Extract every line of the material below that contains the word "base", and treat uppercase and lowercase letters as different.

========

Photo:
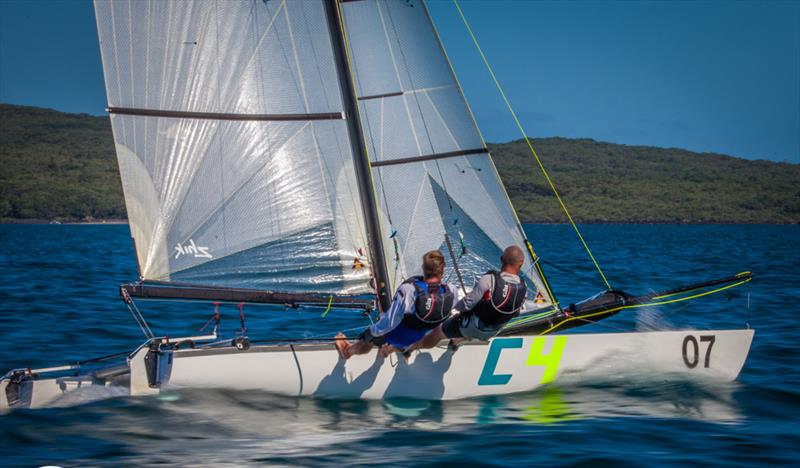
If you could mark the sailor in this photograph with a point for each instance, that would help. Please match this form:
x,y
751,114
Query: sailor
x,y
496,298
420,305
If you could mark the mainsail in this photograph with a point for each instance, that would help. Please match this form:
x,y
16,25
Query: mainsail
x,y
233,147
433,174
297,146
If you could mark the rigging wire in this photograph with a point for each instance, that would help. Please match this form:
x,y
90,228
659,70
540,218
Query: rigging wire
x,y
530,145
646,304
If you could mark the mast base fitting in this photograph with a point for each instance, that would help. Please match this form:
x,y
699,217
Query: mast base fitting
x,y
241,343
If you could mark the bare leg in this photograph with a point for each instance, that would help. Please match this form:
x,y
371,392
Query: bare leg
x,y
347,349
388,349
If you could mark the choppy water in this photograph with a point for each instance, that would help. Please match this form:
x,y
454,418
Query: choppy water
x,y
58,296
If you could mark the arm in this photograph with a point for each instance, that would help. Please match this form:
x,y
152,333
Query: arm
x,y
402,302
470,300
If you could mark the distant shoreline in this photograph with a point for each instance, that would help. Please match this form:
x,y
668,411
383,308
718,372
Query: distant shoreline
x,y
57,222
607,223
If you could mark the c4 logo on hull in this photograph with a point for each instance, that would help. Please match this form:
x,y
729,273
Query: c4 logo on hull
x,y
536,358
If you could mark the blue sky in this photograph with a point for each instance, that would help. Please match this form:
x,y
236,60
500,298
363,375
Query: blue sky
x,y
705,76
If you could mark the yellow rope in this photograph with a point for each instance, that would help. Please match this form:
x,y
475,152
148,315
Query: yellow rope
x,y
530,146
649,304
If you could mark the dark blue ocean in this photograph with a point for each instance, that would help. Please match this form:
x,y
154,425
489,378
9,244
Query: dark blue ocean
x,y
59,302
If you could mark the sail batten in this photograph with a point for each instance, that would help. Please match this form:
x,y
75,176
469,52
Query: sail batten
x,y
429,157
433,171
233,144
224,116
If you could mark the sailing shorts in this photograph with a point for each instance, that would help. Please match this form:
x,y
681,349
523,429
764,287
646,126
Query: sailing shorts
x,y
466,325
402,336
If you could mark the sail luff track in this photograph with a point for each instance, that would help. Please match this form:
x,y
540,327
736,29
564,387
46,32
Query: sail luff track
x,y
360,157
224,116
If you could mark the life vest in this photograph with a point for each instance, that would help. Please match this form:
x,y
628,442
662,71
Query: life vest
x,y
433,305
501,304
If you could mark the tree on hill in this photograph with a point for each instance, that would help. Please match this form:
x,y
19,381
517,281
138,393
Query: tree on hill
x,y
63,166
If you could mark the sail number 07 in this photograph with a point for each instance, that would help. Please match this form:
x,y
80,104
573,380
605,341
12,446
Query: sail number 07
x,y
691,350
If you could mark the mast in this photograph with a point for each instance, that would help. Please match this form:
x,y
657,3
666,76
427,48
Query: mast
x,y
360,161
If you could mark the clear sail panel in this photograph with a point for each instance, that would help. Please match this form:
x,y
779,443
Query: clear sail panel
x,y
235,158
434,178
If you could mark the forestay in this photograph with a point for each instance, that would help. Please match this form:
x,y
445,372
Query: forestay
x,y
433,174
234,153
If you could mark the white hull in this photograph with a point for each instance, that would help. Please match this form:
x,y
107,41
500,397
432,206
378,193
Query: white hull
x,y
504,365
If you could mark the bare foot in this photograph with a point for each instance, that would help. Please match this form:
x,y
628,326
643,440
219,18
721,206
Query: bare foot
x,y
342,345
386,350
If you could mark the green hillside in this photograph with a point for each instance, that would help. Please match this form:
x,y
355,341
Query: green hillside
x,y
57,165
605,182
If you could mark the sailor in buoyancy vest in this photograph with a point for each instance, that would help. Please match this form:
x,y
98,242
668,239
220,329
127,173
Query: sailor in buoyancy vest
x,y
421,304
496,298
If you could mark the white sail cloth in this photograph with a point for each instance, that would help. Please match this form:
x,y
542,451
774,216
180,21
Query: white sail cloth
x,y
215,197
412,109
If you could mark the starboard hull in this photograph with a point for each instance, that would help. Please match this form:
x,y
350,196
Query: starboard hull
x,y
504,365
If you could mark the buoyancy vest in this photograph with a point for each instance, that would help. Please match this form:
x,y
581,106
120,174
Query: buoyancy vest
x,y
502,303
433,305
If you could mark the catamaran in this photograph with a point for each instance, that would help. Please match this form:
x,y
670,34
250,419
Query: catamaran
x,y
306,154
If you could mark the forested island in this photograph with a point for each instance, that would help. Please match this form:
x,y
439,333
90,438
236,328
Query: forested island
x,y
60,166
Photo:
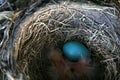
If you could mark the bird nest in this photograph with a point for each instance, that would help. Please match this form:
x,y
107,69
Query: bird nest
x,y
50,27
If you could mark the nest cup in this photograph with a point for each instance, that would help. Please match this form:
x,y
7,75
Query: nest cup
x,y
52,26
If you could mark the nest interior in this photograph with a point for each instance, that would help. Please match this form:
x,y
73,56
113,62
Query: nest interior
x,y
52,26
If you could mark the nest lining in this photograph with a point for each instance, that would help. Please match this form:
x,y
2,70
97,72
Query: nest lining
x,y
52,26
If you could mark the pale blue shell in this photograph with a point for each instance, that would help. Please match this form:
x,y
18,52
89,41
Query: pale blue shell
x,y
75,51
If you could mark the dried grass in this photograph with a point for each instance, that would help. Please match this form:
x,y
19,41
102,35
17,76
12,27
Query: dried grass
x,y
98,28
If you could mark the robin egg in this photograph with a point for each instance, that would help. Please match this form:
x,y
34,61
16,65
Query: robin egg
x,y
74,51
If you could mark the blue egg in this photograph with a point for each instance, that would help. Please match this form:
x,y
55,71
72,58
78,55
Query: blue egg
x,y
75,51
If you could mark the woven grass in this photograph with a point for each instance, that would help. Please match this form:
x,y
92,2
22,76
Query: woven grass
x,y
50,27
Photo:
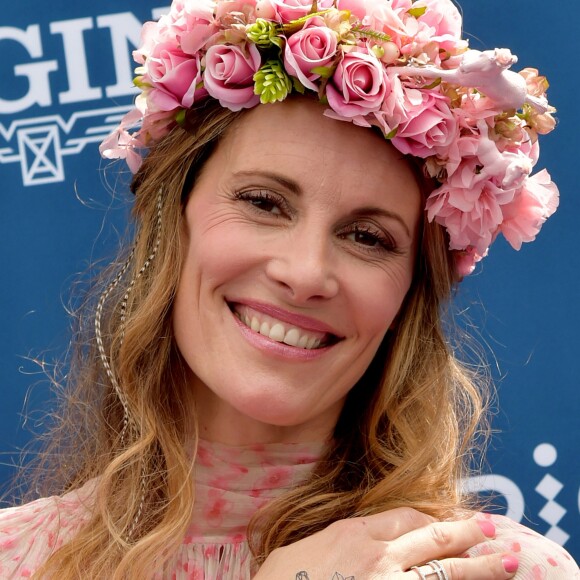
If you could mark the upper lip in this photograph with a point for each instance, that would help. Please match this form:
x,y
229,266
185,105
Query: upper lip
x,y
304,322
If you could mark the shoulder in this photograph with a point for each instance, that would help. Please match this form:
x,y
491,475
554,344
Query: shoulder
x,y
539,557
31,532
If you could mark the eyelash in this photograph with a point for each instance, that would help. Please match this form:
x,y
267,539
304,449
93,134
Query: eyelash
x,y
384,243
254,196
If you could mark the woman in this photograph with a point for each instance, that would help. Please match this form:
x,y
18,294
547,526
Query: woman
x,y
268,366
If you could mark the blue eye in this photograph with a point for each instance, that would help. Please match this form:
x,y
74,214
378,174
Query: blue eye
x,y
369,238
263,201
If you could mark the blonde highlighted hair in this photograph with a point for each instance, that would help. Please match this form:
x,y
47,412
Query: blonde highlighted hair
x,y
404,437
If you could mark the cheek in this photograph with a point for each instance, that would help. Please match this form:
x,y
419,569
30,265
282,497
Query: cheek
x,y
378,296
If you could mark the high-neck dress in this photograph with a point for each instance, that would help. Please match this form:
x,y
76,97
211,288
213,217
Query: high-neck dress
x,y
231,484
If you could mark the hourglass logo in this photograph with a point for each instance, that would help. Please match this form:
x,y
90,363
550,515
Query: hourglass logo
x,y
545,455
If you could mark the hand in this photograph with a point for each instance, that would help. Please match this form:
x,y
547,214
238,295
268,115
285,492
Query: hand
x,y
386,546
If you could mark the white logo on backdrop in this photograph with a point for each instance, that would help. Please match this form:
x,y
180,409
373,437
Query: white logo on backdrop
x,y
545,455
39,144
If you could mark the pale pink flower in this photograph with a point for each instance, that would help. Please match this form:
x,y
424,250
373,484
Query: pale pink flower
x,y
430,127
121,144
265,9
229,72
470,216
287,10
313,46
156,126
173,75
149,37
465,261
537,85
358,86
536,202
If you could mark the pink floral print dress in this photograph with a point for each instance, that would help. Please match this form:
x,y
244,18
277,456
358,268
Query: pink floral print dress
x,y
231,483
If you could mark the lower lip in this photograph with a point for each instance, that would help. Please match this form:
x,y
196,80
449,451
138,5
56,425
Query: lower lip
x,y
278,349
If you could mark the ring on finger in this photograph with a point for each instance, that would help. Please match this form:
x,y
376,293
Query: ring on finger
x,y
432,568
438,567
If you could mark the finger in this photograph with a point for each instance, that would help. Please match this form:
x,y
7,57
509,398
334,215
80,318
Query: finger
x,y
394,523
493,567
440,540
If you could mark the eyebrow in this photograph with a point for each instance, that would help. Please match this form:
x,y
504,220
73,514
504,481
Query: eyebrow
x,y
285,182
295,188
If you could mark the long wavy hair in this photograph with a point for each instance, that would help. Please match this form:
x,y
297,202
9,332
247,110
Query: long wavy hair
x,y
404,438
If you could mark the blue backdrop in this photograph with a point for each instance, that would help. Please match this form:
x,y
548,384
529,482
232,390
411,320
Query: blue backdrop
x,y
65,79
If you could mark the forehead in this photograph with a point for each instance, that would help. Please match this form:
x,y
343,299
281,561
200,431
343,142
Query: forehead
x,y
326,158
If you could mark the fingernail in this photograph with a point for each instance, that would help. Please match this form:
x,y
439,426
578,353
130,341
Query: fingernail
x,y
487,528
510,564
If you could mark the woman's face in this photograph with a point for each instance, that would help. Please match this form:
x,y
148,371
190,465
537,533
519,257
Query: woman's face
x,y
300,237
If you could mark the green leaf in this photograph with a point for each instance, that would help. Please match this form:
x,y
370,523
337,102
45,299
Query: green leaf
x,y
369,32
417,12
298,86
323,71
434,84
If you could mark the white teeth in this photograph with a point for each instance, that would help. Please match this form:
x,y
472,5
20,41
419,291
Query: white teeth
x,y
277,333
292,337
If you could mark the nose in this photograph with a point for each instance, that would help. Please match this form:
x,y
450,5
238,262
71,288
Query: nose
x,y
302,265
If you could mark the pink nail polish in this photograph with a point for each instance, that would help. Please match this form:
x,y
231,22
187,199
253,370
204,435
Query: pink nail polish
x,y
510,564
487,528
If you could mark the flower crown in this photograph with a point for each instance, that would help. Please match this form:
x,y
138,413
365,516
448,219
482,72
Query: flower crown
x,y
399,65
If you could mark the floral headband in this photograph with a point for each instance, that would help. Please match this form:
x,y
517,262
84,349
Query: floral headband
x,y
399,65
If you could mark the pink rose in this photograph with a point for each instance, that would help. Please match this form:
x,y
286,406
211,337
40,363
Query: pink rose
x,y
174,76
313,46
229,72
431,127
288,10
397,104
192,24
536,202
358,86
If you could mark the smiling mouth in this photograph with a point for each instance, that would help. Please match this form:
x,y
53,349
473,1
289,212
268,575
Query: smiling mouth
x,y
280,331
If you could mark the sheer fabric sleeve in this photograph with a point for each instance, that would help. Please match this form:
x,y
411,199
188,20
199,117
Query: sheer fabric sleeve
x,y
30,533
540,558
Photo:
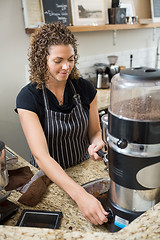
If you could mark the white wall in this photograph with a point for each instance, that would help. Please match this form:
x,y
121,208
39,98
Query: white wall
x,y
95,46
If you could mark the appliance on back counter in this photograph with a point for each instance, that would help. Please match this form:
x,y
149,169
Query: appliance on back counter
x,y
105,72
132,132
7,208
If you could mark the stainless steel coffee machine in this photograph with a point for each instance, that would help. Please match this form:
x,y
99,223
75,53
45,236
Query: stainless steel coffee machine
x,y
7,208
102,79
132,132
112,68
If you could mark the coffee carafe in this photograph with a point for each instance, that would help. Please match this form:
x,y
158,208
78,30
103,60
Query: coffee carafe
x,y
112,68
3,168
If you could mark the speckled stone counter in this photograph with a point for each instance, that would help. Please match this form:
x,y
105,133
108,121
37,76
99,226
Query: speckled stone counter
x,y
73,225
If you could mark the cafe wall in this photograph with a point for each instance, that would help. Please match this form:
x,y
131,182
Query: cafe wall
x,y
95,46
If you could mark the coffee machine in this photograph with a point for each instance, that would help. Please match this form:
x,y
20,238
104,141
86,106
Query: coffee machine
x,y
7,208
112,68
131,129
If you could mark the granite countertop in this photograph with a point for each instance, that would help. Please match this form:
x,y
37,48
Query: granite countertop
x,y
73,225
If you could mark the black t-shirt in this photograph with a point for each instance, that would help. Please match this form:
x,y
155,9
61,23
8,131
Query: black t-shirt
x,y
31,98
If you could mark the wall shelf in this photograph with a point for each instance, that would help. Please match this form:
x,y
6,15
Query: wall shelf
x,y
106,27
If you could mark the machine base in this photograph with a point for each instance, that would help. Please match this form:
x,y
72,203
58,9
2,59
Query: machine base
x,y
7,209
121,217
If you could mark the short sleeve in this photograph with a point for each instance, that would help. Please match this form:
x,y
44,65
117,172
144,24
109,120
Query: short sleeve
x,y
26,100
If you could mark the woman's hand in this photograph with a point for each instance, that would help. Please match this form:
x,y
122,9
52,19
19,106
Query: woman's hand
x,y
91,208
92,150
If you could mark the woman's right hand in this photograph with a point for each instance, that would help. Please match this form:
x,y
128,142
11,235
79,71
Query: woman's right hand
x,y
91,208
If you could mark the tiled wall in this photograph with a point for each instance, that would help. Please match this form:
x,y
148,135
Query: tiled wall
x,y
141,57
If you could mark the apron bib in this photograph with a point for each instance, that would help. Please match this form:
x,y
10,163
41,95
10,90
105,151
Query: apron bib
x,y
67,133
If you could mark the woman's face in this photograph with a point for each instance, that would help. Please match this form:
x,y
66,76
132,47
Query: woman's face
x,y
60,62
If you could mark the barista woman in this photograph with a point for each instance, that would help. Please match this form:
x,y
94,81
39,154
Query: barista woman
x,y
58,114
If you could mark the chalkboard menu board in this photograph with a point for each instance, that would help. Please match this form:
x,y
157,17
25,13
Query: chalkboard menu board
x,y
56,10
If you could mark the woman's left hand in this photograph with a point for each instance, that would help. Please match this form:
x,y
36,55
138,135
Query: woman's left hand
x,y
92,150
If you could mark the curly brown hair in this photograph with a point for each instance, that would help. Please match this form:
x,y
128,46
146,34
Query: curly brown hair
x,y
41,40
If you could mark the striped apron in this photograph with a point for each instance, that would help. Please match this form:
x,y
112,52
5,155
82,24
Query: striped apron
x,y
67,133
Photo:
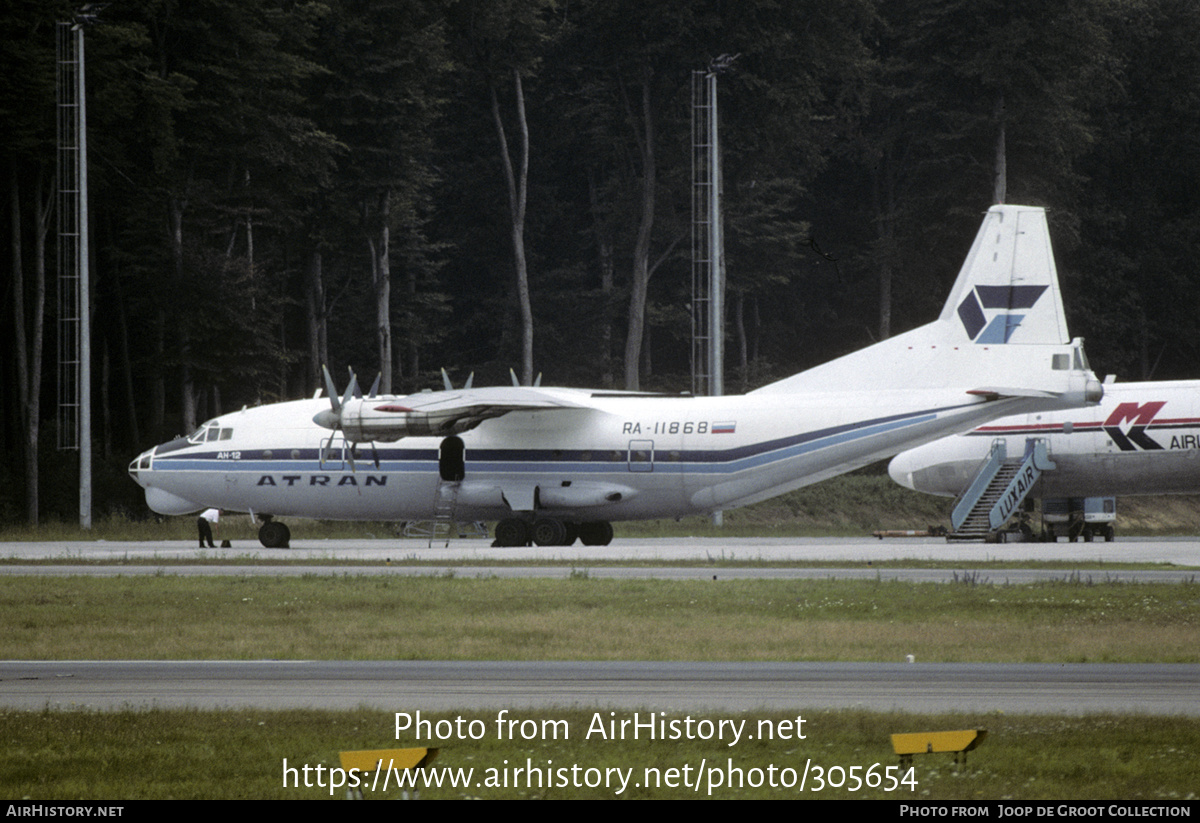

========

**FINISHED EXERCISE:**
If you could mark the mast base fitting in this photograph with a point for each instance, that would help. Please match this form:
Query: mast base fitting
If you could mark the machine base in this photograph with a point for each instance, that would help. Please match this form:
Query: machine base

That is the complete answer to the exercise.